* [THE PROBLEM]
Write out the data exactly, starting at the line containing "--target conifer tree" and ending at the line containing "88L49 89L40 89L40", with both of those lines included.

* [DATA SUPPLIED]
'''

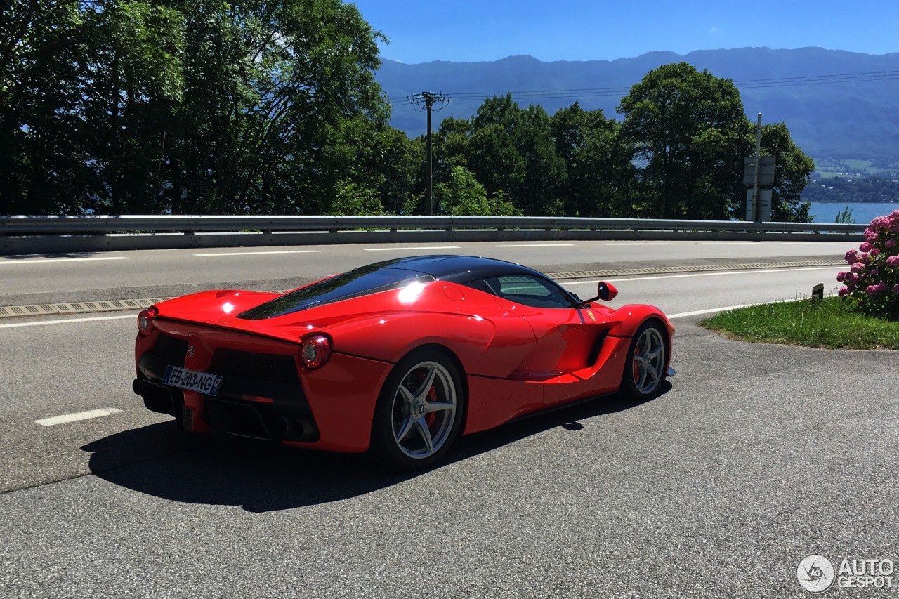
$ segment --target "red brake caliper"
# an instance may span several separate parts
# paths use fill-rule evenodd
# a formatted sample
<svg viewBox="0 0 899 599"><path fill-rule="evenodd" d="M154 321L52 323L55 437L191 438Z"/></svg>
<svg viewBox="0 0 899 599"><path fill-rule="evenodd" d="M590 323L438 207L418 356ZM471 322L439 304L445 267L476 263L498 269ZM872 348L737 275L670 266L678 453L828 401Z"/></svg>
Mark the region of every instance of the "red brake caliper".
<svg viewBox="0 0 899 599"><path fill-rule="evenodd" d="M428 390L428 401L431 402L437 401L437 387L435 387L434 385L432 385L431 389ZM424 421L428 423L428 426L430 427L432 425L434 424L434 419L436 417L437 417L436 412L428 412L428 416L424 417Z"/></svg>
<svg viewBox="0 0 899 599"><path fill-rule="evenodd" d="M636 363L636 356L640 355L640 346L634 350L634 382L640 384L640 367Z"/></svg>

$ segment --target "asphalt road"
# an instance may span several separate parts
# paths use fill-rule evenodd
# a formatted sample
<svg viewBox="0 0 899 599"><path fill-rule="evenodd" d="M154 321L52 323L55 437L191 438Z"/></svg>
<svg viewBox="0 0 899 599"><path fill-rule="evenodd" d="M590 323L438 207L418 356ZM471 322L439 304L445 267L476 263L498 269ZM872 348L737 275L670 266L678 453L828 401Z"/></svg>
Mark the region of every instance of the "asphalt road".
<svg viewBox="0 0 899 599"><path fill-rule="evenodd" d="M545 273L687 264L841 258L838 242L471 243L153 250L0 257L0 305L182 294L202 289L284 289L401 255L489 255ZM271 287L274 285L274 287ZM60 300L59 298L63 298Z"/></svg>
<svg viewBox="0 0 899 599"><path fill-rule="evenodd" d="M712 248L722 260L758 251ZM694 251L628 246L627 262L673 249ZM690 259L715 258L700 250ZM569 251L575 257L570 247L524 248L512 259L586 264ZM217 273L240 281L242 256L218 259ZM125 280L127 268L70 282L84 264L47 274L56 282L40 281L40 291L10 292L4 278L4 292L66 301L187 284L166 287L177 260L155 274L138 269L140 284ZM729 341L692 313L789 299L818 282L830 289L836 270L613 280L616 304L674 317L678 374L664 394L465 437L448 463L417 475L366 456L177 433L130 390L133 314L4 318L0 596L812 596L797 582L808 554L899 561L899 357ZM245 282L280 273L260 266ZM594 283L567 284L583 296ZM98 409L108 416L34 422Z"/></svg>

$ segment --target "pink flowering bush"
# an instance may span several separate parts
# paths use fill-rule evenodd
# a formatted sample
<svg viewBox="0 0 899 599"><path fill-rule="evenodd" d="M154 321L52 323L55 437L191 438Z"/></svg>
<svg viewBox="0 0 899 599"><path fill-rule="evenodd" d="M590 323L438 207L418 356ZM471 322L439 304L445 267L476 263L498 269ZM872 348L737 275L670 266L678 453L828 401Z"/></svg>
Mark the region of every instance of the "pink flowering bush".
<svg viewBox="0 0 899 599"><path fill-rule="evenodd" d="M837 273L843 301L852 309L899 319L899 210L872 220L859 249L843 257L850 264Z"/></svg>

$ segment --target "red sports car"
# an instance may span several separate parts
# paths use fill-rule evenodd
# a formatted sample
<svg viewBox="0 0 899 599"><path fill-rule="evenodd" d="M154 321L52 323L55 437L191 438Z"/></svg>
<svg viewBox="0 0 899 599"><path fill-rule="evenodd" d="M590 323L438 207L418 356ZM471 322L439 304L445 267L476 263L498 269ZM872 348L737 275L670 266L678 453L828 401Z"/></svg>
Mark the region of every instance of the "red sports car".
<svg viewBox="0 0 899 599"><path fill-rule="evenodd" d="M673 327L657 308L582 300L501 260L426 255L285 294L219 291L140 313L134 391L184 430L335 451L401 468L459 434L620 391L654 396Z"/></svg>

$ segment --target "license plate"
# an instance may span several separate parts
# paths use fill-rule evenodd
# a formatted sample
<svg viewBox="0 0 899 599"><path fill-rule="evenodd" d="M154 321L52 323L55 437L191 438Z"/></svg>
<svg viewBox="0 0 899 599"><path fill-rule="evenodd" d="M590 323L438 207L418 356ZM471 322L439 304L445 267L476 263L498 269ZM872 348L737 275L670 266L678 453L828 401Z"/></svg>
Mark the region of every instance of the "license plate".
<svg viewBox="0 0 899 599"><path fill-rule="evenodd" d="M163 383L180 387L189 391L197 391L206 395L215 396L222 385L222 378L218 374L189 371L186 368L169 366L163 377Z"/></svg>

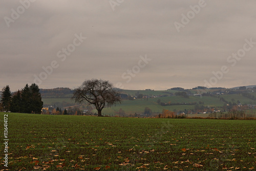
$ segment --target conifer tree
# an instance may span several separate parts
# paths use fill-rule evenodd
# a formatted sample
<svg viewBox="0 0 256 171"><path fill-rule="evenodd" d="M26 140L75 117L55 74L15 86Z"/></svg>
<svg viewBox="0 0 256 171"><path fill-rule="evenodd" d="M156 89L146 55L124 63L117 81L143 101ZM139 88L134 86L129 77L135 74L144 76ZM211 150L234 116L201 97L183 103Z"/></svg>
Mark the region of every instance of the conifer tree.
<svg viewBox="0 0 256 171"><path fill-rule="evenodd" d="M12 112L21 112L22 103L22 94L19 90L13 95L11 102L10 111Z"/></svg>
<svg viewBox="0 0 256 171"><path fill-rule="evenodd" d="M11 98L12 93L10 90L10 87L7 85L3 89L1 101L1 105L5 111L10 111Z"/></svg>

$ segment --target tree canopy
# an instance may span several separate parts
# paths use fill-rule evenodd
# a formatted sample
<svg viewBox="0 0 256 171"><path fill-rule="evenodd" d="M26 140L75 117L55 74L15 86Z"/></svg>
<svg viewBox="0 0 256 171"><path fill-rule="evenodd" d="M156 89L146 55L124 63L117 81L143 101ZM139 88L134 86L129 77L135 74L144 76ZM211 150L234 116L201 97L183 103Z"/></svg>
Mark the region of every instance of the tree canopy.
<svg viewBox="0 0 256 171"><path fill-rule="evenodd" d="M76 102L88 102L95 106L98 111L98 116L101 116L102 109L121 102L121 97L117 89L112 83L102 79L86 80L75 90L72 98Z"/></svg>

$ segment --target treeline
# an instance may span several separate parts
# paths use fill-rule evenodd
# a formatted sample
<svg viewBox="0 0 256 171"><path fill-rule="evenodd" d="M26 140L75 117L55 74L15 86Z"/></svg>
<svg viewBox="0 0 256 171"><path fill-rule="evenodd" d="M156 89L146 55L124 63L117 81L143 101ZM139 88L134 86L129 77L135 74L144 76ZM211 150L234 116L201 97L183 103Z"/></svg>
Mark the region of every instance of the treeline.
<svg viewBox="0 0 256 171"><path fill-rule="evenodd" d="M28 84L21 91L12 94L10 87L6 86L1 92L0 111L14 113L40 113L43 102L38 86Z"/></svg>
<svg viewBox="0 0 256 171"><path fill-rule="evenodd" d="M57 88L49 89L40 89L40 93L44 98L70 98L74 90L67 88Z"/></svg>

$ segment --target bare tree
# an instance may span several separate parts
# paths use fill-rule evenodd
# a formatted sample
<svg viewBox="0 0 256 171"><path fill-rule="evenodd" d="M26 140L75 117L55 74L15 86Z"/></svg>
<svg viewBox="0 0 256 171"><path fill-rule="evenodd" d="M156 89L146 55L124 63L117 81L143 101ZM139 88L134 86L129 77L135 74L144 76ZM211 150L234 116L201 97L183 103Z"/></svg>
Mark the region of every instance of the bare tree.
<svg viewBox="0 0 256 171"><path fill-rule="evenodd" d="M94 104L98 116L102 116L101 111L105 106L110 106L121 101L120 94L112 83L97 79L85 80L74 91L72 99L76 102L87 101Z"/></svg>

'''
'''

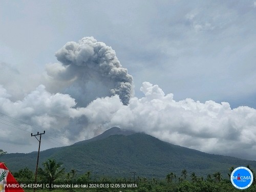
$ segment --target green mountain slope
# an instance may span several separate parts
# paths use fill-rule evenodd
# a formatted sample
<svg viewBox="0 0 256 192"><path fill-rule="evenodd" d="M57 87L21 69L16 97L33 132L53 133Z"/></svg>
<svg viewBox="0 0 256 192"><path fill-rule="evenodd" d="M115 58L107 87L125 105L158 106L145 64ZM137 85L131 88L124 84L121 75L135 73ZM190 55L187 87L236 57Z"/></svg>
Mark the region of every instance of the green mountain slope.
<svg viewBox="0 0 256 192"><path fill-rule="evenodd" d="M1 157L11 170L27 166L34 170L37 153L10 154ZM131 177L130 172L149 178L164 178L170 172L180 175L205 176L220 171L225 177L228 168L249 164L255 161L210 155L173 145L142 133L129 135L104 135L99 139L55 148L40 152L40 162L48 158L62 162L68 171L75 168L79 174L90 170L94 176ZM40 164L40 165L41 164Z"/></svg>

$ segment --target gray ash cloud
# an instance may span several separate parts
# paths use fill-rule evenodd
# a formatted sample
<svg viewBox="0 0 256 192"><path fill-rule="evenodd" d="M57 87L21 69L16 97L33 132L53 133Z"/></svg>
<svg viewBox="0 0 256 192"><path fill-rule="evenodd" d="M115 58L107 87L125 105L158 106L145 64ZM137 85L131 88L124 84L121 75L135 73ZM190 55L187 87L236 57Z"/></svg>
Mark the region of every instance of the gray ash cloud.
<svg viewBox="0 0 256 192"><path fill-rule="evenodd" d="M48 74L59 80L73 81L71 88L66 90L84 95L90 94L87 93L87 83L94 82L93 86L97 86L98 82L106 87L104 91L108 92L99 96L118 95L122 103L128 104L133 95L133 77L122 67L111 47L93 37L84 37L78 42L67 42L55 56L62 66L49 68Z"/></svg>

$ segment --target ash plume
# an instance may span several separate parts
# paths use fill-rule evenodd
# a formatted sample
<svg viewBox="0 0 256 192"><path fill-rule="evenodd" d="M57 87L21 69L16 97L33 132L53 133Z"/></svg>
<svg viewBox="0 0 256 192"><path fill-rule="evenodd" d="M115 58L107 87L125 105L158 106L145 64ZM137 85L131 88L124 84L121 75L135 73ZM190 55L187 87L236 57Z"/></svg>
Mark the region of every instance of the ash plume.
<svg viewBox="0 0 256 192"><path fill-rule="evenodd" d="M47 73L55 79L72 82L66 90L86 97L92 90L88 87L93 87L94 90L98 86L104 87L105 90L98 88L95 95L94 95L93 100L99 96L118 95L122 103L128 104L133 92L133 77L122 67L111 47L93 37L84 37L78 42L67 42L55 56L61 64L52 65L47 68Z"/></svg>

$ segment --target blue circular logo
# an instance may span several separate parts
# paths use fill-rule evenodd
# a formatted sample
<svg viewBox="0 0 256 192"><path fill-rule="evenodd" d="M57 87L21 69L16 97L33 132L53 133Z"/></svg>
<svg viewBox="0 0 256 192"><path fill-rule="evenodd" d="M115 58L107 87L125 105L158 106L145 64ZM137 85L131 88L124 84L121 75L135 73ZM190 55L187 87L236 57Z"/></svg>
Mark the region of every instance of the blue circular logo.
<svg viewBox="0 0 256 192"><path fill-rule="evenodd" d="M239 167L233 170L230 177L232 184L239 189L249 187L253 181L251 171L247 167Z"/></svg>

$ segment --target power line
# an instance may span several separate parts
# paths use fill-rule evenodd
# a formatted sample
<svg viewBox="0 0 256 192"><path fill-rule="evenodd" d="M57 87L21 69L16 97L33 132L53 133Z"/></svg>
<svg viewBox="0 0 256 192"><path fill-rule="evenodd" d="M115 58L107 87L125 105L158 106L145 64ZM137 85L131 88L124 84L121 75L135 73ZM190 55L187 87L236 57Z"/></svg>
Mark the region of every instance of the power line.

'''

* [COMPLETE ANSWER]
$ segment --target conifer tree
# an instance may span several separate parts
# paths use fill-rule evenodd
# a formatted sample
<svg viewBox="0 0 256 171"><path fill-rule="evenodd" d="M26 140L75 117L55 74L15 86Z"/></svg>
<svg viewBox="0 0 256 171"><path fill-rule="evenodd" d="M156 89L146 55L124 63L117 81L143 101ZM139 88L134 86L129 77L135 74L144 76ZM211 150L234 116L201 97L183 103Z"/></svg>
Mark the region of every instance of the conifer tree.
<svg viewBox="0 0 256 171"><path fill-rule="evenodd" d="M12 112L21 112L22 103L22 94L19 90L13 95L11 102L10 111Z"/></svg>
<svg viewBox="0 0 256 171"><path fill-rule="evenodd" d="M11 98L12 93L10 90L10 87L7 85L3 89L1 101L1 105L5 111L10 111Z"/></svg>

$ segment --target tree canopy
# an instance may span several separate parts
# paths use fill-rule evenodd
# a formatted sample
<svg viewBox="0 0 256 171"><path fill-rule="evenodd" d="M26 140L75 117L55 74L15 86Z"/></svg>
<svg viewBox="0 0 256 171"><path fill-rule="evenodd" d="M156 89L146 55L124 63L117 81L143 101ZM139 88L134 86L129 77L135 74L144 76ZM211 150L234 116L201 97L183 103Z"/></svg>
Mark the region of every instance of the tree canopy.
<svg viewBox="0 0 256 171"><path fill-rule="evenodd" d="M76 102L88 102L95 106L98 111L98 116L101 116L102 109L121 102L121 97L117 89L112 83L102 79L86 80L75 90L72 98Z"/></svg>

$ segment --target treeline
# an instance may span several separate parts
# paths use fill-rule evenodd
# a formatted sample
<svg viewBox="0 0 256 171"><path fill-rule="evenodd" d="M26 140L75 117L55 74L15 86Z"/></svg>
<svg viewBox="0 0 256 171"><path fill-rule="evenodd" d="M156 89L146 55L124 63L117 81L143 101ZM139 88L134 86L129 77L135 74L144 76ZM211 150L234 116L201 97L183 103Z"/></svg>
Mark the region of every instance of the treeline.
<svg viewBox="0 0 256 171"><path fill-rule="evenodd" d="M28 84L21 91L12 94L10 87L6 86L1 92L0 111L14 113L40 113L43 102L38 86Z"/></svg>
<svg viewBox="0 0 256 171"><path fill-rule="evenodd" d="M57 88L49 89L40 89L40 93L44 98L70 98L74 90L67 88Z"/></svg>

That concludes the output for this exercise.